Article -
+-------+

March 14th, 2010 · 1 Comment

Tommaso Campanella (1568-1639) was many things: renegade monk, heretic, revolutionary, sorcerer, proto-scientist.  He suffered exceptionally brutal torture after a failed revolution against the Spanish authorities in Naples, and spent 28 years in prison.  There, he wrote most of his works, including the classic utopian fantasy, The City of the Sun.

He was also a poet, whose intense, rough, philosophical verse is far different from the mannered polish of his contemporaries.  “To the Sun” is considered by many to be one of his best: it is simultaneously an ode to the Sun, a celebration of spring, a pagan invocation, a Christian prayer, an experiment in prosody, a prisoner’s lament, a defense of animism.

I don’t know of any translations, so I thought I would offer one.  It’s taken from a longer piece I wrote on Campanella’s life and poetry, for an impending occult journal.  The journal seems to be held up in production; they said it was okay if I posted “To the Sun” as my toast to spring.

A few notes may help.  Campanella was deeply influenced by the philosopher Telesio, whose conviction that all matter is alive, and re-framing of Christian dualism as a struggle between heat and cold, are relevant here.  The school mentioned a couple of times is probably Telesio’s Academy of Cosenza; Janus is invoked in his role as gatekeeper.  Campanella wrote in heroic couplets, an unusual choice for the time; I’ve opted for a more literal rendition, which I hope is not too prosy.  The notes are by the first editor and publisher, Tobias Adami.  To the Sun, then, and to spring!  Click below to get to Campanella.

(Posted by Doug Skinner)

TO THE SUN (1)

In Spring, from the desire for heat

   Janus answered me contrariwise. My true prayer
I address to you, Phoebus, you who adorn my school.
I see you in Aries, arisen to glory; and every
Vital substance now imitates your actions.
You cleanse, revive, and call to fresh celebration
All things secret, ailing, dead, and listless.
O wake me with the others, mighty Numen,
You more precious and beloved than all others.
If you, more than all, highest Sun, do I honor,
Why, more than all, do I shiver, frozen in darkness?
Let me quit my cell, while the greening treetops
Reach up from buried roots to your bright light.
The virtue hidden in those trunks, converted
On high to buds, you draw into delicate progeny.
Hidden frozen springs melt into purest
Water, which gushes forth to slake the earth.
Badgers and dormice wake from their long sleep;
To the littlest worms you offer spirit and motion.
Pale serpents at your beams return to life,
And I, in misery, envy all of their kind.

+-------+

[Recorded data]
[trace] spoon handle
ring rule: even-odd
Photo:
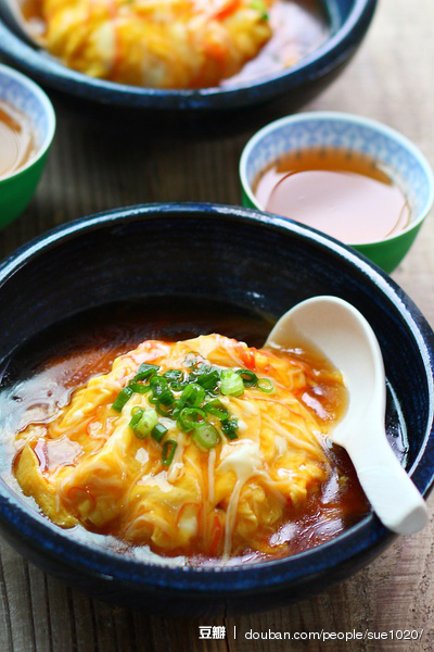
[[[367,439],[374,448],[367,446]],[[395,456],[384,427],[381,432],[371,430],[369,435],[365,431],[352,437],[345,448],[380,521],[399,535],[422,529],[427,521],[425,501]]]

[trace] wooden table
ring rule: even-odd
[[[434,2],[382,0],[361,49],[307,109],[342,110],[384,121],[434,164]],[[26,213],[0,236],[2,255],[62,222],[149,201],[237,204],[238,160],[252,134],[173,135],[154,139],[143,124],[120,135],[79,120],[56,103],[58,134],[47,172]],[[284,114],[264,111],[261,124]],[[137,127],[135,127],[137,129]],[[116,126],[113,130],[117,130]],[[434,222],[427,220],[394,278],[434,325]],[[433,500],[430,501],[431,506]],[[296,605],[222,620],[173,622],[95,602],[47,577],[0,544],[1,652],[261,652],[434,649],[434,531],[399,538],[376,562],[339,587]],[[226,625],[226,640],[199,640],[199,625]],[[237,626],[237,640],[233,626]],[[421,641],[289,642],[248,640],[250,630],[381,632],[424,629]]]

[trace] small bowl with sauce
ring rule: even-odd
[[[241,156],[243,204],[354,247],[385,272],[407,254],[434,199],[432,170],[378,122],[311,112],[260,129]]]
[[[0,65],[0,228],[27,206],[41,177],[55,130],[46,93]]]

+-------+

Challenges -
• 1. Condense the paragraph of the Campanella post that opens with "Tommaso Campanella (1568-1639) was many things" into a short bulleted list of its main facts.
• 2. Repeat, word for word, everything in the Campanella post from "In Spring, from" down to "dead, and listless.".

In response -
• 1.
- Tommaso Campanella (1568-1639) was a renegade monk, heretic, revolutionary, sorcerer, and proto-scientist.
- After a failed revolution against the Spanish authorities in Naples, he suffered exceptionally brutal torture and spent 28 years in prison.
- He wrote most of his works in prison, including the classic utopian fantasy *The City of the Sun*.

• 2.
In Spring, from the desire for heat

   Janus answered me contrariwise. My true prayer
I address to you, Phoebus, you who adorn my school.
I see you in Aries, arisen to glory; and every
Vital substance now imitates your actions.
You cleanse, revive, and call to fresh celebration
All things secret, ailing, dead, and listless.